(Passage given):
• • • • •

It’s been said that when you take free advice, you should remember that you get what you pay for. I agree that it’s important to evaluate any advice — free or not — before following it, but rejecting all free advice because it is free is a really bad idea. (Unless you paid someone to tell you that free advice is lousy, that advice is itself self-contradictory, declaring itself unsound.)
While some free advice is bad advice, most of the great advice I’ve received has also been free. In fact, every one of the ten best bits of personal financial advice I’ve ever received have all been free. I now pass them on to you . . . for free. I hope you will find them far more valuable than the price you pay.
1. Get out of debt and stay out of debt. My father, who is generally reluctant to give financial advice, once offered me this statement as the best advice he could give. Even a moderate level of debt forces the debtor to throw away money on interest; higher levels can lead to extreme stress, loan defaults, bankruptcy and more. Many financial advisors will cite some exceptions to avoiding debt — for instance, taking out a loan to start a business to make money or carrying a balance on a mortgage that has a lower interest rate than current investment opportunities — and most rules have exceptions. Nevertheless, while you might miss out on some extra income by scrupulously avoiding debt, you will not suffer any real harm. A related bit of excellent advice is to live within (better yet, well below) your means, which allows you to save enough money to take advantage of other good financial advice.
2. A penny saved is better than a penny earned. A penny earned will have taxes taken out; a penny saved does not. Plus, a penny saved can earn more money. A penny earned and then spent rarely does. This advice also has a complementary recommendation I like to follow: “Let your money work for you.” Any penny saved is great, but a working penny (in a mutual fund, money market account, or other investment) is worth more than an idle penny (under the mattress, in a regular checking account, or in a coin jar).
3. Never pay full price for anything. This bit of advice has obvious exceptions; there are times that you have to pay full price for things. Nevertheless, most things you buy have variable prices, and many purchases with set prices can be delayed or avoided entirely. Making a habit of paying the lowest price you can find saves a lot of money and makes personal finances much easier to manage.
A related, more specific bit of advice to help with this practice is “Don’t pay for the name.” Many brand names, especially designer brands, have lower-priced alternatives of equal quality. The price difference comes from the popularity and image associated with the brand name. The extra price you pay for the brand equates to “paying for the name.”
4. Both offense and defense are important. A football team wouldn’t go on the field with the intent of playing just offense or just defense; we should expect to do both, as well. Offense (earning money) and defense (preventing the loss of money through good saving and investing habits) are both important to avoiding defaults. Single people usually have to be iron men and women, playing both offense and defense, but couples may find that they are most effective financially when they work as a team, with one person focusing on earning while the other focuses on saving/investing.
5. Waste not, want not. You probably have heard this proverb in relation to household supplies rather than money, but it applies to both. Avoiding waste in your household means you have to buy less and are able to save more money; avoiding waste in all your spending habits means that you are likely to have money available when you really need it.
6. Start young. Yes, anyone with poor money management skills can make a change to wise financial practices at any age, but those who start young can build their wealth with much less effort. Compound interest and reinvested dividends make a difference. Also, starting off with good financial habits is much easier than having to break bad habits. As a parent, I talk with my children about money even before they are old enough to completely grasp the concept. I want them to have the advantage of starting young, too.

• • • • •

(Task inputs):
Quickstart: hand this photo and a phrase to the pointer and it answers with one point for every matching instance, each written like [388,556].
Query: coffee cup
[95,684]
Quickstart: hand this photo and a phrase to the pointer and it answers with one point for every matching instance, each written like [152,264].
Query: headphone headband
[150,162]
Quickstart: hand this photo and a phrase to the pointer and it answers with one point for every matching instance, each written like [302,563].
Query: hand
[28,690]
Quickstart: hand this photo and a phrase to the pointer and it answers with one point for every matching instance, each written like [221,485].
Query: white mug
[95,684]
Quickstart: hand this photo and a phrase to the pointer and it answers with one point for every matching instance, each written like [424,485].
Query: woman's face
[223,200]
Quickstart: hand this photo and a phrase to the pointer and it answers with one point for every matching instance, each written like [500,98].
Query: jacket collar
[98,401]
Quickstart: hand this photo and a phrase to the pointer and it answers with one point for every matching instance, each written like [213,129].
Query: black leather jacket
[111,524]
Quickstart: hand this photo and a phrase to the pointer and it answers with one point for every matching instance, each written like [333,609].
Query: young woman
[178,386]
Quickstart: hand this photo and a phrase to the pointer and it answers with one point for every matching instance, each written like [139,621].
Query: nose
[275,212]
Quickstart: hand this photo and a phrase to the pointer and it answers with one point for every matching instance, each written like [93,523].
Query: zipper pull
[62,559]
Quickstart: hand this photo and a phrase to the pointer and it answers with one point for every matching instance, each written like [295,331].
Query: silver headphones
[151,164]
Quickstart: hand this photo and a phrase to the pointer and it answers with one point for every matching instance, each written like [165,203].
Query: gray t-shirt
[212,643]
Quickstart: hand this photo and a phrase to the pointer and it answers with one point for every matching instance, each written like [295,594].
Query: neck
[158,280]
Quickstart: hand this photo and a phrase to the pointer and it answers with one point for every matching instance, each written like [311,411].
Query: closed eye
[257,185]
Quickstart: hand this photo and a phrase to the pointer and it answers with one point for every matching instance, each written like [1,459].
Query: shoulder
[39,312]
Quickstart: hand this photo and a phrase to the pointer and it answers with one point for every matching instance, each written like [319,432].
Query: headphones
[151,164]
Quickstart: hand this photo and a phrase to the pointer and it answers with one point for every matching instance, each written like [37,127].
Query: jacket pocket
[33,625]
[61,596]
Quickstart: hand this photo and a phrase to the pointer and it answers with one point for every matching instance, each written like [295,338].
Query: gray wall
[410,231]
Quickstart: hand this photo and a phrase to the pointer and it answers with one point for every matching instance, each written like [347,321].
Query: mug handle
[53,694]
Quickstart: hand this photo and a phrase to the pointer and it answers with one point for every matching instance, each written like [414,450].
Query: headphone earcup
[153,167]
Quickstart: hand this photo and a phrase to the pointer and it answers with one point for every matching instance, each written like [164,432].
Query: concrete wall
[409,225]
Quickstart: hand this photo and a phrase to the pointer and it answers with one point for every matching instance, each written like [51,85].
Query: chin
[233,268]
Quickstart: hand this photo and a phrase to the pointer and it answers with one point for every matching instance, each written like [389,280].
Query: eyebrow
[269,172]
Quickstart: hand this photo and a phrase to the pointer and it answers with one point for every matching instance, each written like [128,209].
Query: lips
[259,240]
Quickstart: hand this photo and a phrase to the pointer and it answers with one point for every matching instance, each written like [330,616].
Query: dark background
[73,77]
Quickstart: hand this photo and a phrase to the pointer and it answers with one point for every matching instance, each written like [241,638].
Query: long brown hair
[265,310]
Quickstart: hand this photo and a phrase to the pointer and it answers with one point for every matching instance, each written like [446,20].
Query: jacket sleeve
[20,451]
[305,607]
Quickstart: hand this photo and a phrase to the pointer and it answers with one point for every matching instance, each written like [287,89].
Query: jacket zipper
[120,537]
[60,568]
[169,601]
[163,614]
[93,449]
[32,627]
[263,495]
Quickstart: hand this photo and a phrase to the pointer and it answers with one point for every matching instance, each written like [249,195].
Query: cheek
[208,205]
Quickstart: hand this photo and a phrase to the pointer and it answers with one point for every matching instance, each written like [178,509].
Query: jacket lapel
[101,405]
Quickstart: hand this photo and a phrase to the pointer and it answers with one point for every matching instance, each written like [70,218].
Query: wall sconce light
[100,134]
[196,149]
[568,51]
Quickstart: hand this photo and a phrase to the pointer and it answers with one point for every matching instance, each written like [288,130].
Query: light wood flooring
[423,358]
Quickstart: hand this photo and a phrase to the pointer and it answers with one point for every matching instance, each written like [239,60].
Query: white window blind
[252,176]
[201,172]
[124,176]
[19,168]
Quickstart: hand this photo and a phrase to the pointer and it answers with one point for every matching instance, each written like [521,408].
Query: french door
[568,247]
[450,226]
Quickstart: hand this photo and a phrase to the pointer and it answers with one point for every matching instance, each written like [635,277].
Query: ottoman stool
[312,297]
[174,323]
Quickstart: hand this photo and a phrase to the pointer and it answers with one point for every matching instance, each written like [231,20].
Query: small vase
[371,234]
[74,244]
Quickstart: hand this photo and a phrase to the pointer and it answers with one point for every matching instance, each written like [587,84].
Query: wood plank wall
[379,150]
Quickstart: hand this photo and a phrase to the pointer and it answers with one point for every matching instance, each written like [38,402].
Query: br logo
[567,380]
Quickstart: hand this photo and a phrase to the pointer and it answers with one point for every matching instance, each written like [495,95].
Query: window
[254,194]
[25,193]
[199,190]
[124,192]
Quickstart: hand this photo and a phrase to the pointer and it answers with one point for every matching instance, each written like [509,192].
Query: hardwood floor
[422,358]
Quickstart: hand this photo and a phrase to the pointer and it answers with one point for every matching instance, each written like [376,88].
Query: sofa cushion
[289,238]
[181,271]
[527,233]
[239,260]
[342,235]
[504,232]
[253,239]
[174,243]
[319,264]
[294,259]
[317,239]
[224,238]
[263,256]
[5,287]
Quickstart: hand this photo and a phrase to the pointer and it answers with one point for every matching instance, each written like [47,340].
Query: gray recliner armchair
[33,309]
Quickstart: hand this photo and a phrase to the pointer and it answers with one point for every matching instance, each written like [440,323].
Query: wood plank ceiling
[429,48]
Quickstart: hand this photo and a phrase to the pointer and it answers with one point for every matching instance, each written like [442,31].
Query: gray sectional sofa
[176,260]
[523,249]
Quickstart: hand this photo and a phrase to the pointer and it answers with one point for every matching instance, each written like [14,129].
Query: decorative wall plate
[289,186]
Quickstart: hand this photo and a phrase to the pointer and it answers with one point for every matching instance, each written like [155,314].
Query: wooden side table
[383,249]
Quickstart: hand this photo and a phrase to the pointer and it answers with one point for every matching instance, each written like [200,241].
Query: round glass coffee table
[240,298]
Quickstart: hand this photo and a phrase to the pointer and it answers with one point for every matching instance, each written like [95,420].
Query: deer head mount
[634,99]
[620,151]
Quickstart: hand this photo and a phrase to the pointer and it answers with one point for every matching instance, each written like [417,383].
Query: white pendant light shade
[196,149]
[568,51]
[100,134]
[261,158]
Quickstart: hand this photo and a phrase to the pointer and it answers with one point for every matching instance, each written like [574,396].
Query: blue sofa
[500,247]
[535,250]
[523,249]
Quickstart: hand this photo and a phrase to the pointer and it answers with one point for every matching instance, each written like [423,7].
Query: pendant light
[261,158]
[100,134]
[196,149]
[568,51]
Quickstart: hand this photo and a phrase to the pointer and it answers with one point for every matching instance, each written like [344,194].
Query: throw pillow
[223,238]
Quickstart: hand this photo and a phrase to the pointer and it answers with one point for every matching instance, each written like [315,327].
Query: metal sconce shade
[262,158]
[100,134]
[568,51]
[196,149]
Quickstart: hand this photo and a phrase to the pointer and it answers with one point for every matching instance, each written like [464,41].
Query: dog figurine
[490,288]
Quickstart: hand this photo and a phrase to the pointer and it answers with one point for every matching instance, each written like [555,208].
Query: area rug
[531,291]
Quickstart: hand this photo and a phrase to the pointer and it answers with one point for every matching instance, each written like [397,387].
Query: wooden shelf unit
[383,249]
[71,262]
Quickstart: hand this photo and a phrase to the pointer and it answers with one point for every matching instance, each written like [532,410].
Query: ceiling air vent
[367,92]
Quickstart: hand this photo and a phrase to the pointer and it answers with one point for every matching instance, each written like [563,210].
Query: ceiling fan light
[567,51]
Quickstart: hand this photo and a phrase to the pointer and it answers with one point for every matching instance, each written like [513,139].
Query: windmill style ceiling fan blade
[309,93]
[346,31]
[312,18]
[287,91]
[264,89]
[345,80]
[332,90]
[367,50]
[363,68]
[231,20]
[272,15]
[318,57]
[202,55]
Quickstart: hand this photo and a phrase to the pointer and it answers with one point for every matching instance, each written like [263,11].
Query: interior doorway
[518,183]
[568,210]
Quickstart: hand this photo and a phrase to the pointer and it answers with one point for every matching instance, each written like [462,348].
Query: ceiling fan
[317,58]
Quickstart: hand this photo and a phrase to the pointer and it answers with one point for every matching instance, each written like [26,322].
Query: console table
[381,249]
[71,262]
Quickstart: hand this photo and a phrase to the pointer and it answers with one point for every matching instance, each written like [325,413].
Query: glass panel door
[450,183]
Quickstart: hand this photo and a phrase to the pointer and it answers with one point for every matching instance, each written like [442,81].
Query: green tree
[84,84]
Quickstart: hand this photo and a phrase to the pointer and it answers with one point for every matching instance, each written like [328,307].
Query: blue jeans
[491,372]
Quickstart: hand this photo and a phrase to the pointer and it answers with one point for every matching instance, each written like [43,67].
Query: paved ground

• • • • •

(Given instruction 1): Gather every line of the entries that contains the string "window", matching case exactly.
(Given instruction 2): Extend the piece on free personal financial advice, picking up right after its final sentence.

(Result 1):
Query: white window blind
Query: window

(Result 2):
7. “Make as much as you can; save as much as you can; give as much as you can.” When a development (fundraising) consultant first quoted Methodist preacher John Wesley to me, I wondered how it was possible to both save all I could and give all I could. After thinking about it, I realized that giving all I can doesn’t necessarily mean giving all my spare money or giving to every good cause. Sometimes, giving all I can means saving and earning interest so that I can give more when a need arises for which I can really make a difference. It is important to evaluate carefully every giving opportunity to be sure that the money (and time) I am able to give will be used as effectively as possible.
I do not question the value of giving, as many people do; I have seen the results of generosity in both givers and recipients. In fact, the portion of this advice that I am most likely to dispute is the first — make as much as you can. In my own life I have intentionally chosen to earn less than I am able to earn so that I can do work I enjoy (writing and editing) and can dedicate most of my time to my family. The relationship between earning, saving, and giving money is complicated, but aiming to increase one or more of the three with each financial decision I make is a good guideline to follow.
8. Treat yourself occasionally. Like a too-strict diet, a too-tight budget can have a negative effect on meeting goals. If I never treat myself to a small luxury, I may believe I am unable to live within a budget and give up completely on trying to save money. Beware of too many treats, of course, but don’t try to avoid all non-essential spending altogether.
9. If it sounds too good to be true, it probably is. Because it’s hard to resist a bargain or a great money-making opportunity, it’s especially important to evaluate carefully every proposed deal or investment. Ask yourself how any deal benefits the other party; if the benefit isn’t obvious, the offer is likely to be a scam. Whenever something seems off, avoid it — or at least take some time to think it over. If you wind up missing a great deal, at least you can learn from your mistake.
10. Buy Fidelity’s OTC Portfolio. This bit of my dad’s rare specific advice encouraged my husband and me, then newlyweds, to buy our first mutual fund. Within a year, our money had almost doubled, and we had enough saved to pay cash for a new car. Like much advice, this recommendation was perfect for that time in our lives but not forever. (We no longer own any shares of this specific fund.) It does, however, illustrate the fact that what constitutes good advice will change from time to time. What works at one time in your life may not work at another time; you have to regularly evaluate your financial needs and goals.
Buying this mutual fund was also good advice for us because it gave us a good start to investing. Following that initial success, we have learned to take calculated risks, and we have not become overly discouraged by a few failures in the stock market.
Now the best financial advice I have ever received is yours for the taking, too — all of it for free. I am not a millionaire, but I am comfortable with what I have and satisfied that (barring an extraordinary catastrophe) my habits will provide for the future needs of my family. I would be thrilled if some of this advice helped you feel the same way.